> **Provided data**
——————————
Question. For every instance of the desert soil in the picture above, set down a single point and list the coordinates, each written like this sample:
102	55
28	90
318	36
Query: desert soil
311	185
——————————
> **To do**
Copy each record above so that no word or mark differs.

> **Task response**
Question. For every instance of the desert soil in the picture above, set down a single point and list the coordinates, each written like this sample:
102	55
28	90
318	36
Query: desert soil
311	185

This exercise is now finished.